# Start of Records for the task

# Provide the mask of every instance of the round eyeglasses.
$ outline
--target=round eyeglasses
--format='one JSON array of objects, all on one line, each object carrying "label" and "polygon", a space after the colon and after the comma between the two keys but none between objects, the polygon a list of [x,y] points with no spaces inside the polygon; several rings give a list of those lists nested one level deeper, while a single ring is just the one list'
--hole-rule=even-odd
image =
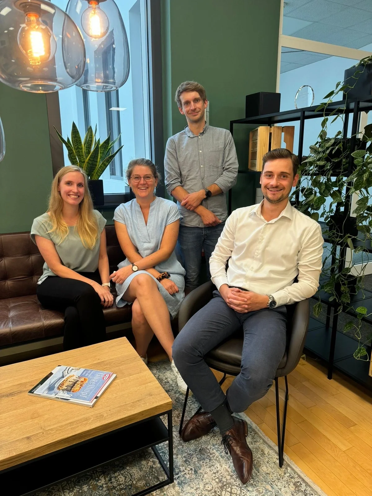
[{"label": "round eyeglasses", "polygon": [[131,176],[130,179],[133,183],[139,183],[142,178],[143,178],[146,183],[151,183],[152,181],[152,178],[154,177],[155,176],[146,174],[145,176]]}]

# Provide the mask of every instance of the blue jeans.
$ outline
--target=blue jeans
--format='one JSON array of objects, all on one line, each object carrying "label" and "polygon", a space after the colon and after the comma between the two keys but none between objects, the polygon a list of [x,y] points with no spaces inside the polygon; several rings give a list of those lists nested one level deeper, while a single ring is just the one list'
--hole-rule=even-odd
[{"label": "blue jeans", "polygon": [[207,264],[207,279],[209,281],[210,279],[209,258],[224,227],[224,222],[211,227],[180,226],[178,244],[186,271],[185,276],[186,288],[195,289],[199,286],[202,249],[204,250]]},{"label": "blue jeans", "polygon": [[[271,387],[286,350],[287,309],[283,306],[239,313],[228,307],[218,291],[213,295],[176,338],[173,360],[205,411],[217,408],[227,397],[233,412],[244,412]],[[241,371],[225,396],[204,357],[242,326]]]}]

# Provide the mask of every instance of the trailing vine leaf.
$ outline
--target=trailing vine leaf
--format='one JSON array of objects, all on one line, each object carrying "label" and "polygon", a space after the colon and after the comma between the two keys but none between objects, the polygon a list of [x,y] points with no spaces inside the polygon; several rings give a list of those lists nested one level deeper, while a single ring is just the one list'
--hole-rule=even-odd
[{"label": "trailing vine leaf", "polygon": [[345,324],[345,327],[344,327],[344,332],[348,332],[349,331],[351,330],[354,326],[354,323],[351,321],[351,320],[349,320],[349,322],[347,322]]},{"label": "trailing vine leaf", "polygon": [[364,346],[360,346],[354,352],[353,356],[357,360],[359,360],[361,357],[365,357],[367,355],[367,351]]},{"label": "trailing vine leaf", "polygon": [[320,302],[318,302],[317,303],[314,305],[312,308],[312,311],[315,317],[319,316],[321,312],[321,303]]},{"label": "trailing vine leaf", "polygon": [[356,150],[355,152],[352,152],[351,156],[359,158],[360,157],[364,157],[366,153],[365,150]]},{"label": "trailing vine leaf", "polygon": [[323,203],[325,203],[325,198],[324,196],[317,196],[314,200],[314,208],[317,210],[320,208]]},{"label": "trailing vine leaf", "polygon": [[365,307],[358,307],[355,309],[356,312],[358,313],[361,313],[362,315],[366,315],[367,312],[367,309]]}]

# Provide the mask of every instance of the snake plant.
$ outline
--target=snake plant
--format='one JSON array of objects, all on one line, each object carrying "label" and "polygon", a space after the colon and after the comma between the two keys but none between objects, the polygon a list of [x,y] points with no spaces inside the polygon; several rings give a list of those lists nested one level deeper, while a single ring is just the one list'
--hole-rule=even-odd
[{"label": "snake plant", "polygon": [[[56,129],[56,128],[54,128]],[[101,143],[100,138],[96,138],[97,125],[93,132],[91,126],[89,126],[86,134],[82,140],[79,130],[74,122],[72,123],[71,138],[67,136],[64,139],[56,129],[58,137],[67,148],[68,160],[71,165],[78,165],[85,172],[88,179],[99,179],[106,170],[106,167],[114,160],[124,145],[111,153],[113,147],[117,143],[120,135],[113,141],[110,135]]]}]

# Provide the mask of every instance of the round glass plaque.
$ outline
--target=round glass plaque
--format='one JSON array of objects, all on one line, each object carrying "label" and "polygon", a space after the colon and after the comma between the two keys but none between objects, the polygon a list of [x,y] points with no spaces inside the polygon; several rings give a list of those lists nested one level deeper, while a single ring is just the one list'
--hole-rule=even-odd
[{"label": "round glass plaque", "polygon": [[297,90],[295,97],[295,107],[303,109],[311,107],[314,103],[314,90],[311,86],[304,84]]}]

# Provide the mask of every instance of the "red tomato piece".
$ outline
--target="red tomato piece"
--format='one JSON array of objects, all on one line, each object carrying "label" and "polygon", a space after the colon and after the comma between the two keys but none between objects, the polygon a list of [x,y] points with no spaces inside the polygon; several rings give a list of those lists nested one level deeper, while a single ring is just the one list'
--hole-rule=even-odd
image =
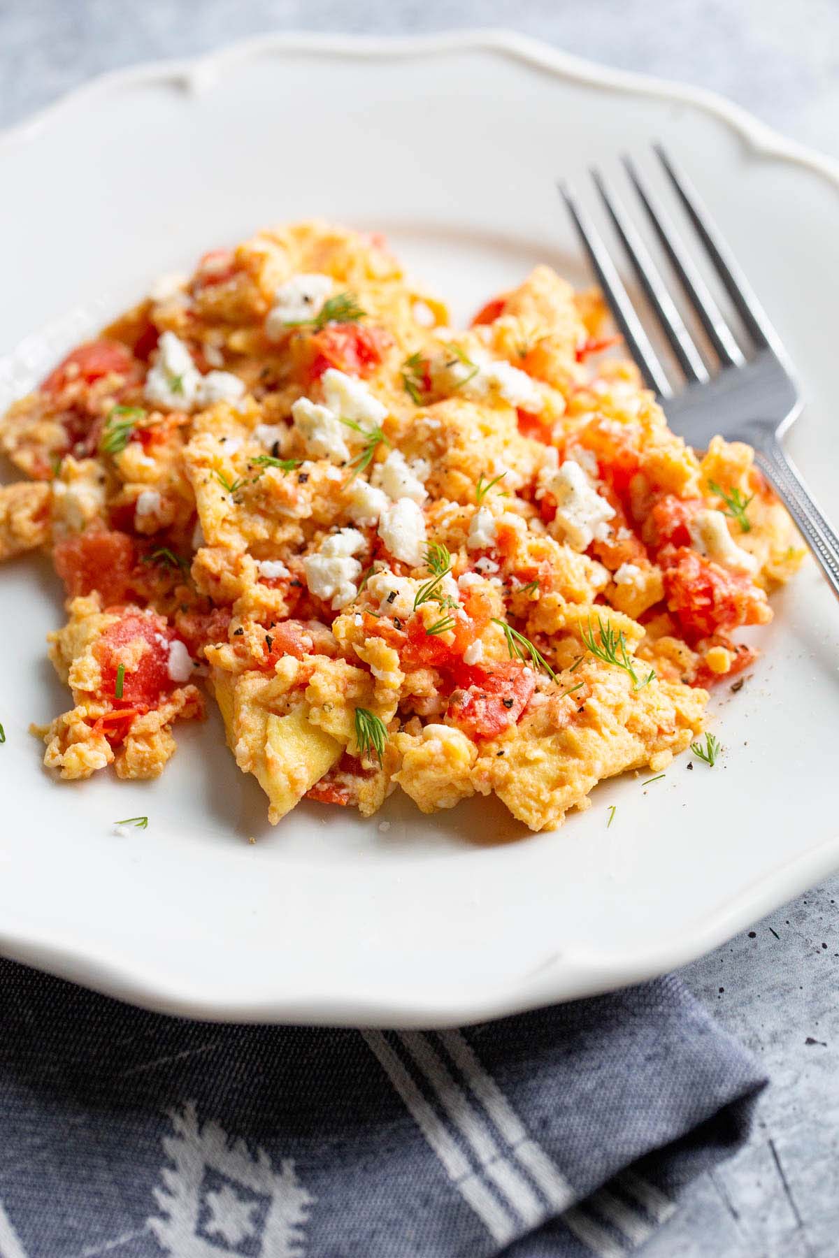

# End of Records for the task
# Start of Records for the task

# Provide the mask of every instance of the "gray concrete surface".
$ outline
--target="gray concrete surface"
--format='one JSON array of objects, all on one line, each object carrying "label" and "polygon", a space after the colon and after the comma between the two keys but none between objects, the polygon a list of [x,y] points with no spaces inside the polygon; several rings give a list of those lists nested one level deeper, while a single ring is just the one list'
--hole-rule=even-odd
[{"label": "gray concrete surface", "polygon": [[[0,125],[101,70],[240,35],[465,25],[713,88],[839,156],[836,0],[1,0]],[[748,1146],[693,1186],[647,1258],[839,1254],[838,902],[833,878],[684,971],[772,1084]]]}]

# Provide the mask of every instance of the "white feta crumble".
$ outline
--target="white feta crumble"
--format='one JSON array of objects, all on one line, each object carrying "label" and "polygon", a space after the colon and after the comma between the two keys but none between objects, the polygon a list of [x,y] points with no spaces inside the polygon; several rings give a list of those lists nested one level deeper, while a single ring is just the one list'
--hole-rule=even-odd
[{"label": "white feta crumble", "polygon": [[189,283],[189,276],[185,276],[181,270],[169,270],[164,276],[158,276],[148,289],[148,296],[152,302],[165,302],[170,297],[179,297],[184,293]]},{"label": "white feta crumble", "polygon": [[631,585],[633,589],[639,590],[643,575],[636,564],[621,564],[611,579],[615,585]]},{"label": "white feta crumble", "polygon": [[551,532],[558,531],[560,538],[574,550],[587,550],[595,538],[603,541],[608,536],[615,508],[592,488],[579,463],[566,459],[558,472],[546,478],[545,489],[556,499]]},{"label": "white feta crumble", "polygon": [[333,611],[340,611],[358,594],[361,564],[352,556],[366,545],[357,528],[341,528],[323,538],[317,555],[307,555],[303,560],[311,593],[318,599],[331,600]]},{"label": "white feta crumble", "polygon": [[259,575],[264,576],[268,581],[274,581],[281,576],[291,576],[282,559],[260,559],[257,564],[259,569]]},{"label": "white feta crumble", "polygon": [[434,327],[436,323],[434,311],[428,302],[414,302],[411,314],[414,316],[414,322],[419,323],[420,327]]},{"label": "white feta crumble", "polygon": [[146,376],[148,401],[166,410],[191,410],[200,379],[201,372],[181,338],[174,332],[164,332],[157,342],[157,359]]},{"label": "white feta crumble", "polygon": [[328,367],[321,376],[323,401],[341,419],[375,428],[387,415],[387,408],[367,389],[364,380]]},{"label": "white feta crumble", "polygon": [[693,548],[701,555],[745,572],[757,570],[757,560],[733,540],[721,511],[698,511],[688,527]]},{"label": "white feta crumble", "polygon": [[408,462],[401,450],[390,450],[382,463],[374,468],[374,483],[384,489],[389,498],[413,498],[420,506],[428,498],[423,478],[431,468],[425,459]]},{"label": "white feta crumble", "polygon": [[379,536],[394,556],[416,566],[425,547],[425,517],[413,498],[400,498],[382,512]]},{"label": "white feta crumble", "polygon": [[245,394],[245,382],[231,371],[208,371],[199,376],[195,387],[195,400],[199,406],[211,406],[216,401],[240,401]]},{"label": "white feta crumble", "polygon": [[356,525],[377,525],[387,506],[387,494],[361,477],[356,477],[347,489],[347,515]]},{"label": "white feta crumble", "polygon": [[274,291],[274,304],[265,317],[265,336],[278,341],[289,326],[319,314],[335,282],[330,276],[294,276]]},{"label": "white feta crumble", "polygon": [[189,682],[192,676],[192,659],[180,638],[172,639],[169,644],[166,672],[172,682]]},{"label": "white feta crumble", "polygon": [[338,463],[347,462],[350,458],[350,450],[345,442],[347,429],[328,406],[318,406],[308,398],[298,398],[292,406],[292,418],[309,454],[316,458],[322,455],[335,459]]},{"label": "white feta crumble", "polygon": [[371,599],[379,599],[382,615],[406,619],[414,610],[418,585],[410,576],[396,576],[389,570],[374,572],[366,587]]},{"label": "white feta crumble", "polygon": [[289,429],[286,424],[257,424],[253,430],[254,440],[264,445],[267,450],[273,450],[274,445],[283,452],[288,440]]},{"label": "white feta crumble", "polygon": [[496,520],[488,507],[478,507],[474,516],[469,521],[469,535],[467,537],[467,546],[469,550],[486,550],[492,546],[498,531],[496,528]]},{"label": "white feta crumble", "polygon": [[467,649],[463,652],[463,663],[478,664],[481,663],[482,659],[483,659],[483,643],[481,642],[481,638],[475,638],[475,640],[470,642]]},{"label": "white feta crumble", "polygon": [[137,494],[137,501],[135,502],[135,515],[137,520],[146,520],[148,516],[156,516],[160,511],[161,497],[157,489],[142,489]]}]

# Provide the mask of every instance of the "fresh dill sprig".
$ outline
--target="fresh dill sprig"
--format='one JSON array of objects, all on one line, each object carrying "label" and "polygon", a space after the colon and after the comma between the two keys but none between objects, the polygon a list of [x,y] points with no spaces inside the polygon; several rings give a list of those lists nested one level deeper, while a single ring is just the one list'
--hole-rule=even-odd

# End of Records for the task

## [Exercise instructions]
Please copy out the part of the listing above that opens with the line containing "# Provide the mask of every instance of the round eyeglasses." and closes with the line containing "--target=round eyeglasses", keeping every line unchanged.

## [Finished task]
# Provide the mask of every instance of the round eyeglasses.
$ outline
--target=round eyeglasses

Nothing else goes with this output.